■ Assignment
The lines to copy are those in the listing below that contain the word "white".
********************
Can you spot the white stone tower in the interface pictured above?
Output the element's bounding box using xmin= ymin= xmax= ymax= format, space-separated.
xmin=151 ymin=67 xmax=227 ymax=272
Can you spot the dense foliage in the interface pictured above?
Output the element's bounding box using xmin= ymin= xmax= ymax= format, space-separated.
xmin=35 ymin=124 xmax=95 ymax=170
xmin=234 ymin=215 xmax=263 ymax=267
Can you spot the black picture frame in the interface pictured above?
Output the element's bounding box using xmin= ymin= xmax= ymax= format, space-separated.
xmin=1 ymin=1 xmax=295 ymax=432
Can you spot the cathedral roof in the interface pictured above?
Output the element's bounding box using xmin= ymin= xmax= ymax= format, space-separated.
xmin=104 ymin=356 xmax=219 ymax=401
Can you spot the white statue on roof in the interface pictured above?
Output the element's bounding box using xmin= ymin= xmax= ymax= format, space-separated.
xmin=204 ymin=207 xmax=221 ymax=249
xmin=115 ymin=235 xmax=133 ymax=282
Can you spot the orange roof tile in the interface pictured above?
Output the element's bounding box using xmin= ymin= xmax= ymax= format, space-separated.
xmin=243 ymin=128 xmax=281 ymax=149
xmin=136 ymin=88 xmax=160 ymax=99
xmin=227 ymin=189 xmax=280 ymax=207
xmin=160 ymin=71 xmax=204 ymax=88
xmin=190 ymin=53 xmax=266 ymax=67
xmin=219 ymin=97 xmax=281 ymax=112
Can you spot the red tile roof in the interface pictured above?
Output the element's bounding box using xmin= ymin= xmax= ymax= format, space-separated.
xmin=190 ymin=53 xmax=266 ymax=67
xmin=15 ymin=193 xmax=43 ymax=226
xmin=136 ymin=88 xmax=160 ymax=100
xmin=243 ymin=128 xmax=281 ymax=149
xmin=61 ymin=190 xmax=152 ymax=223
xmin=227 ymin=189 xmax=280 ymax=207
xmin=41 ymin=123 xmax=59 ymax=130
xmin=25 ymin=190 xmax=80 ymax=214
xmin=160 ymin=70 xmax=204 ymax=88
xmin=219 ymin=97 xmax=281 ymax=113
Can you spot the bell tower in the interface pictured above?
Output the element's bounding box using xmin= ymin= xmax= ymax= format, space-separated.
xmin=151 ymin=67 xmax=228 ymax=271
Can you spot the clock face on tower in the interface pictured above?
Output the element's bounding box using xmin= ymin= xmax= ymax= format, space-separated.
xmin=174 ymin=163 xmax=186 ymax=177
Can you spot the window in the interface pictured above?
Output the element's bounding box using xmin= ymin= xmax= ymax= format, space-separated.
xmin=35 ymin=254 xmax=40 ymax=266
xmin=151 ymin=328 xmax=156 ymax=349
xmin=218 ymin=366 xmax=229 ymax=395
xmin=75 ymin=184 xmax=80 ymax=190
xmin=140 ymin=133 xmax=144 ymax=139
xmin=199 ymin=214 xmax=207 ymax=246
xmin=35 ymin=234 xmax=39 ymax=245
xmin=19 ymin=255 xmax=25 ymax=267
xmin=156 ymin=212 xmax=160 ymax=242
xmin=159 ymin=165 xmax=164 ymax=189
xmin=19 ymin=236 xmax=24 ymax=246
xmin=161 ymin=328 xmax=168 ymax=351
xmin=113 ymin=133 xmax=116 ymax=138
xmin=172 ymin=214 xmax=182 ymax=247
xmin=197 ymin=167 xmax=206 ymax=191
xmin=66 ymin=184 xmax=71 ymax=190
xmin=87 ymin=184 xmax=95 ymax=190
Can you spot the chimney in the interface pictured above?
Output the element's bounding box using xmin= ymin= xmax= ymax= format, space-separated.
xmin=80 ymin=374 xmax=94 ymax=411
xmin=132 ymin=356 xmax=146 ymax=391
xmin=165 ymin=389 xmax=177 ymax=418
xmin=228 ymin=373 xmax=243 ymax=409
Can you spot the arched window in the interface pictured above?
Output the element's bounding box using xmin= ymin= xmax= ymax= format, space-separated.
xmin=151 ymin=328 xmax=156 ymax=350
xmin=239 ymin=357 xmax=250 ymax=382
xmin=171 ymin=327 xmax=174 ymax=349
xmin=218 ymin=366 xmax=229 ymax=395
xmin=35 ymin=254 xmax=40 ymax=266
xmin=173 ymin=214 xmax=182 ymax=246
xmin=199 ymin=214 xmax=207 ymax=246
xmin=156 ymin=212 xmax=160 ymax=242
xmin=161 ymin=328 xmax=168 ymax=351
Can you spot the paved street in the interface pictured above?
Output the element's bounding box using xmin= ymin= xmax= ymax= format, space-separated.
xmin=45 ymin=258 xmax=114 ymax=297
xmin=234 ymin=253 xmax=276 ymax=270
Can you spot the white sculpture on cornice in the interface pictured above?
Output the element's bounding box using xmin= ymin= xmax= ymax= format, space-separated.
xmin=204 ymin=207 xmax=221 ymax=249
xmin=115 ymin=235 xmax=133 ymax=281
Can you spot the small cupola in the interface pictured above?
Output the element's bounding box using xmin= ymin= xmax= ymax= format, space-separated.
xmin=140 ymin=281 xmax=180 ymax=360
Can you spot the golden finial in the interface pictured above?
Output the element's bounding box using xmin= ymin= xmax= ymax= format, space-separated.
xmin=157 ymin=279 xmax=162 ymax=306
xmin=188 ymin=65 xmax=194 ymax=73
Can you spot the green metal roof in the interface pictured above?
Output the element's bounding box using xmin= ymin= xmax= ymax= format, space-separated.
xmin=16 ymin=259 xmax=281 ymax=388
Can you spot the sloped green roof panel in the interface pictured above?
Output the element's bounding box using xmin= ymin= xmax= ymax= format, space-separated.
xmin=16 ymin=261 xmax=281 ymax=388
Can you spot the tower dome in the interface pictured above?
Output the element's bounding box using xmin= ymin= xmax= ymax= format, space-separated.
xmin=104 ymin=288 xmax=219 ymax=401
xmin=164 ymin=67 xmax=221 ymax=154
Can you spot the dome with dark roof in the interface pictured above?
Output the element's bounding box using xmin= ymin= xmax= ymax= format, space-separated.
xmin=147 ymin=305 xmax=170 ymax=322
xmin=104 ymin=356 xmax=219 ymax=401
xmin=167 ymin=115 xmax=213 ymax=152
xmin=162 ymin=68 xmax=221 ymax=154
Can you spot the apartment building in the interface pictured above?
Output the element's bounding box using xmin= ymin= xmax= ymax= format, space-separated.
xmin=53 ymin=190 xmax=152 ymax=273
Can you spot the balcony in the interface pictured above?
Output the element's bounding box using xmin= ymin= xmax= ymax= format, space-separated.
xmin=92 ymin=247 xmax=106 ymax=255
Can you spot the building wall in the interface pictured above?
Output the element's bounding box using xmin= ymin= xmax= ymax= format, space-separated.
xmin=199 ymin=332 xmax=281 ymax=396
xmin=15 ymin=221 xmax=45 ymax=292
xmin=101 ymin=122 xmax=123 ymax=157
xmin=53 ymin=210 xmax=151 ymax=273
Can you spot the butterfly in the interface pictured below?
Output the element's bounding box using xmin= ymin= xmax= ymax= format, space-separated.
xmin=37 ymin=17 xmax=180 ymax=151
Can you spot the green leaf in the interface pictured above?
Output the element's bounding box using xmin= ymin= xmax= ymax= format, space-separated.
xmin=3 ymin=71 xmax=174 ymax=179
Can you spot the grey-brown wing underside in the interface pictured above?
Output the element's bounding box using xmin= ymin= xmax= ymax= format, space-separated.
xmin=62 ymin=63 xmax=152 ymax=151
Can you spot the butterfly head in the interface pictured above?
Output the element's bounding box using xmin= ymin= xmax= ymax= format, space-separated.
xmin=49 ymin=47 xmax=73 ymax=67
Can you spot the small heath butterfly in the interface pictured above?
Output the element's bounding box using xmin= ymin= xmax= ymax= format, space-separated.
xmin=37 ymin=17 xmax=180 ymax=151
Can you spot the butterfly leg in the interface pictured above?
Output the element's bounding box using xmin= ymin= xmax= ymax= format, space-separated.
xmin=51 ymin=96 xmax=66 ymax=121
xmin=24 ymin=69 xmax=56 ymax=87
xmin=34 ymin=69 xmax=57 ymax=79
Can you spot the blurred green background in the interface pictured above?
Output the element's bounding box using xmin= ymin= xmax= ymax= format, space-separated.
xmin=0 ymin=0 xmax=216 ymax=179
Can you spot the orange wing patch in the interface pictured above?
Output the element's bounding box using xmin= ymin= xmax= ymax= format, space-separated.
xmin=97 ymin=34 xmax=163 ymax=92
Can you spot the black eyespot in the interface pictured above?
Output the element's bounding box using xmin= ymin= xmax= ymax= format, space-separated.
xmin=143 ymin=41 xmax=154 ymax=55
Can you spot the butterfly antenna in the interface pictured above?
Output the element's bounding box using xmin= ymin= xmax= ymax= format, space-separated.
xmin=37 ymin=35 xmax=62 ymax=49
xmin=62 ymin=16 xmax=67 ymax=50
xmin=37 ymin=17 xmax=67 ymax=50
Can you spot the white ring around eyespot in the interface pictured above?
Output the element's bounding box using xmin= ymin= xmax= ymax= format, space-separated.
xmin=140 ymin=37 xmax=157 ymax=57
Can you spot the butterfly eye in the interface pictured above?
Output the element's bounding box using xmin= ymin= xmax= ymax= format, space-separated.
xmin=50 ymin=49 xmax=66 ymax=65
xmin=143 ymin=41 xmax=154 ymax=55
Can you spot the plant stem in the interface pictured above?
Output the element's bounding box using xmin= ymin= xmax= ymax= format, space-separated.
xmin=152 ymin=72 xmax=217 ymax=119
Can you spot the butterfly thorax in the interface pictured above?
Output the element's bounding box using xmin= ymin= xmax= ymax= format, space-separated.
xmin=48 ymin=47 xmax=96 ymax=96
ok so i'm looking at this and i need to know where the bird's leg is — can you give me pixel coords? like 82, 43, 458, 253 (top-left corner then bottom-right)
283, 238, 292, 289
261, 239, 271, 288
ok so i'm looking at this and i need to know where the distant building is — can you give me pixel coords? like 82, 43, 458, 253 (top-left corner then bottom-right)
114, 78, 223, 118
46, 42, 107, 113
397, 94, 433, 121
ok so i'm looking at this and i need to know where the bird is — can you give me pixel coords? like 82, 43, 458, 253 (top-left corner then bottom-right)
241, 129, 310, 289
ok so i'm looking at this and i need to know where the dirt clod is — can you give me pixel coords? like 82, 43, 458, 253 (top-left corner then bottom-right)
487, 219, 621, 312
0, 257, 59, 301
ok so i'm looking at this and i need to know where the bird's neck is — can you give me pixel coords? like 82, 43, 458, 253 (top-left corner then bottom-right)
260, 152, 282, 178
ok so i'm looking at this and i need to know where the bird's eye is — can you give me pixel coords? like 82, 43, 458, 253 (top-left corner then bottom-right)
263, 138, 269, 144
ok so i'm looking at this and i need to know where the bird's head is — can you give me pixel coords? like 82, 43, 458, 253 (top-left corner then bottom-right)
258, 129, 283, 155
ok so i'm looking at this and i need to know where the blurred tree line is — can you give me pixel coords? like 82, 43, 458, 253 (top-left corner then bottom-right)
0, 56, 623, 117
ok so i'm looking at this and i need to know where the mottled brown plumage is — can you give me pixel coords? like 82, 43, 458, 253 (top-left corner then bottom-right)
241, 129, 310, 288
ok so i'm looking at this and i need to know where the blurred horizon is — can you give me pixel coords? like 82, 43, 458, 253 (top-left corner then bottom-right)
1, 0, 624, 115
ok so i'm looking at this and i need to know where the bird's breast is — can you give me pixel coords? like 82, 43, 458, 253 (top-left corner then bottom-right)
********************
■ Written answer
Can you spot the white stone tower in the interface pictured above?
Can you spot the white statue on roof in the interface pictured above?
Can you spot the white sculpture on cornice in the interface pictured above?
Can you spot the white ring around eyespot in the interface pictured above?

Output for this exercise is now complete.